§ **Input for this task**
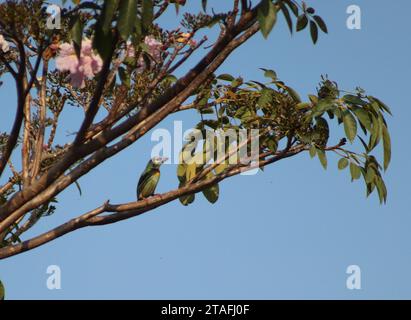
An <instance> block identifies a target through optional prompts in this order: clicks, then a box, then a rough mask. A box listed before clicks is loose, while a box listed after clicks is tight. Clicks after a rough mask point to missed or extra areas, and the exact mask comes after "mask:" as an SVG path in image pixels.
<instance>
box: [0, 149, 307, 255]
mask: <svg viewBox="0 0 411 320" xmlns="http://www.w3.org/2000/svg"><path fill="white" fill-rule="evenodd" d="M304 150H305V147H304V146H303V145H299V146H297V147H295V148H293V149H291V150H289V151H285V150H284V151H281V152H279V153H278V155H277V156H275V157H272V158H270V159H267V160H262V161H260V162H259V164H255V165H251V166H248V167H247V168H244V167H241V166H236V167H234V168H233V169H231V170H229V171H227V172H225V173H222V174H221V175H218V176H215V177H213V178H211V179H207V180H203V181H199V182H197V183H195V184H192V185H187V186H184V187H181V188H179V189H176V190H173V191H169V192H167V193H164V194H159V195H155V196H153V197H150V198H147V199H145V200H142V201H137V202H131V203H125V204H119V205H110V204H108V202H106V203H105V204H103V205H102V206H100V207H98V208H96V209H94V210H92V211H89V212H88V213H86V214H83V215H81V216H79V217H77V218H75V219H72V220H70V221H68V222H66V223H64V224H62V225H60V226H58V227H57V228H55V229H53V230H50V231H48V232H46V233H43V234H42V235H39V236H37V237H35V238H33V239H30V240H27V241H24V242H22V243H19V244H16V245H13V246H8V247H5V248H2V249H0V259H5V258H7V257H10V256H13V255H16V254H19V253H22V252H25V251H29V250H32V249H34V248H36V247H39V246H41V245H44V244H46V243H48V242H50V241H53V240H55V239H57V238H59V237H61V236H63V235H65V234H67V233H70V232H73V231H75V230H77V229H79V228H84V227H86V226H98V225H106V224H111V223H115V222H118V221H122V220H126V219H130V218H132V217H135V216H138V215H141V214H143V213H145V212H148V211H151V210H153V209H154V208H157V207H159V206H161V205H164V204H166V203H168V202H171V201H173V200H176V199H178V198H179V197H181V196H185V195H190V194H193V193H197V192H200V191H202V190H203V189H205V188H207V187H209V186H211V185H213V184H215V183H218V182H220V181H222V180H224V179H226V178H229V177H232V176H234V175H238V174H239V173H241V172H244V171H246V170H252V169H255V168H258V167H264V166H266V165H269V164H271V163H274V162H277V161H279V160H281V159H284V158H289V157H292V156H294V155H296V154H298V153H300V152H302V151H304ZM104 212H114V213H112V214H109V215H106V216H99V215H100V214H102V213H104Z"/></svg>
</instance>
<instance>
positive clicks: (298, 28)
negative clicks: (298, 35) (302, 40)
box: [297, 14, 308, 32]
mask: <svg viewBox="0 0 411 320" xmlns="http://www.w3.org/2000/svg"><path fill="white" fill-rule="evenodd" d="M307 25H308V18H307V16H306V15H305V14H302V15H300V16H299V17H298V19H297V32H299V31H301V30H304V29H305V27H307Z"/></svg>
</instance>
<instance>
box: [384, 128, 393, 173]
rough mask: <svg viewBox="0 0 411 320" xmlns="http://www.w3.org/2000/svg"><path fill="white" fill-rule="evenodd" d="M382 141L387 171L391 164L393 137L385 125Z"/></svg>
mask: <svg viewBox="0 0 411 320" xmlns="http://www.w3.org/2000/svg"><path fill="white" fill-rule="evenodd" d="M382 139H383V146H384V170H387V169H388V167H389V165H390V162H391V137H390V133H389V132H388V129H387V127H386V126H385V125H383V126H382Z"/></svg>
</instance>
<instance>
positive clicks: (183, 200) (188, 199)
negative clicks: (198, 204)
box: [178, 193, 195, 206]
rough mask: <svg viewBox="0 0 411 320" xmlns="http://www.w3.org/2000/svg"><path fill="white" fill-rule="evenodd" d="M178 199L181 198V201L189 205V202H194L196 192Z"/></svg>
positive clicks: (189, 194) (181, 196)
mask: <svg viewBox="0 0 411 320" xmlns="http://www.w3.org/2000/svg"><path fill="white" fill-rule="evenodd" d="M178 200H180V202H181V203H182V204H183V205H184V206H188V205H189V204H191V203H193V202H194V200H195V194H194V193H193V194H189V195H186V196H181V197H180V198H178Z"/></svg>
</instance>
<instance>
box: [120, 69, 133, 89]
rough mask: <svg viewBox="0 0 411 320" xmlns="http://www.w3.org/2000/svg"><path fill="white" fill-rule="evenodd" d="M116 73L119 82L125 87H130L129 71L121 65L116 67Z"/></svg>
mask: <svg viewBox="0 0 411 320" xmlns="http://www.w3.org/2000/svg"><path fill="white" fill-rule="evenodd" d="M118 75H119V76H120V80H121V83H122V84H123V85H125V86H126V87H127V88H130V81H131V80H130V73H129V72H127V70H126V69H125V68H123V67H120V68H118Z"/></svg>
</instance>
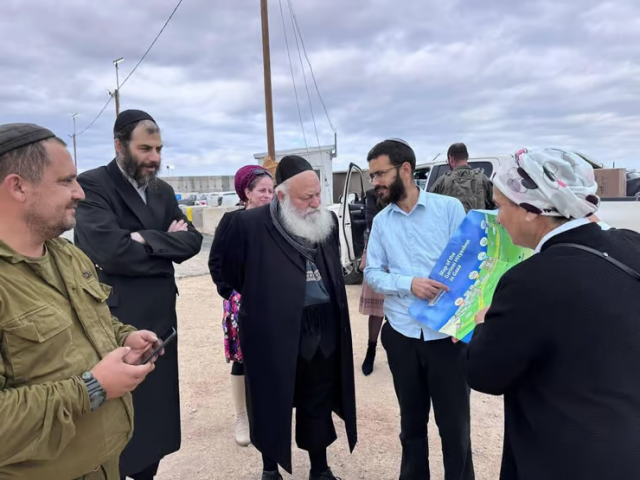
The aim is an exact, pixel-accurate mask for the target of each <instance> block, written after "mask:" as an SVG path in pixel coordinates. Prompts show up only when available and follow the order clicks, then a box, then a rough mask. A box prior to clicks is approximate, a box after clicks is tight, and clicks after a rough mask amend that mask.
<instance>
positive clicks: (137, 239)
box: [131, 232, 147, 245]
mask: <svg viewBox="0 0 640 480" xmlns="http://www.w3.org/2000/svg"><path fill="white" fill-rule="evenodd" d="M131 240H133V241H134V242H138V243H141V244H143V245H146V244H147V241H146V240H145V239H144V238H143V237H142V235H140V234H139V233H138V232H131Z"/></svg>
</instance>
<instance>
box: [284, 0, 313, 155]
mask: <svg viewBox="0 0 640 480" xmlns="http://www.w3.org/2000/svg"><path fill="white" fill-rule="evenodd" d="M287 3H288V4H289V16H290V17H291V28H292V29H293V35H294V36H295V37H296V47H297V48H298V58H300V68H301V69H302V78H303V79H304V87H305V88H306V89H307V99H308V100H309V110H311V120H312V121H313V128H314V130H315V132H316V140H317V141H318V151H319V150H320V136H319V135H318V126H317V125H316V117H315V115H314V114H313V103H312V102H311V94H310V93H309V85H308V84H307V74H306V73H305V72H304V64H303V63H302V54H301V53H300V44H299V43H298V35H296V25H295V21H294V18H293V10H292V9H291V0H287Z"/></svg>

§ **What to produce**
The lines sought are those in the data above that include the string "negative"; copy each one.

§ **Result**
negative clicks: (298, 35) (302, 40)
negative clicks: (198, 204)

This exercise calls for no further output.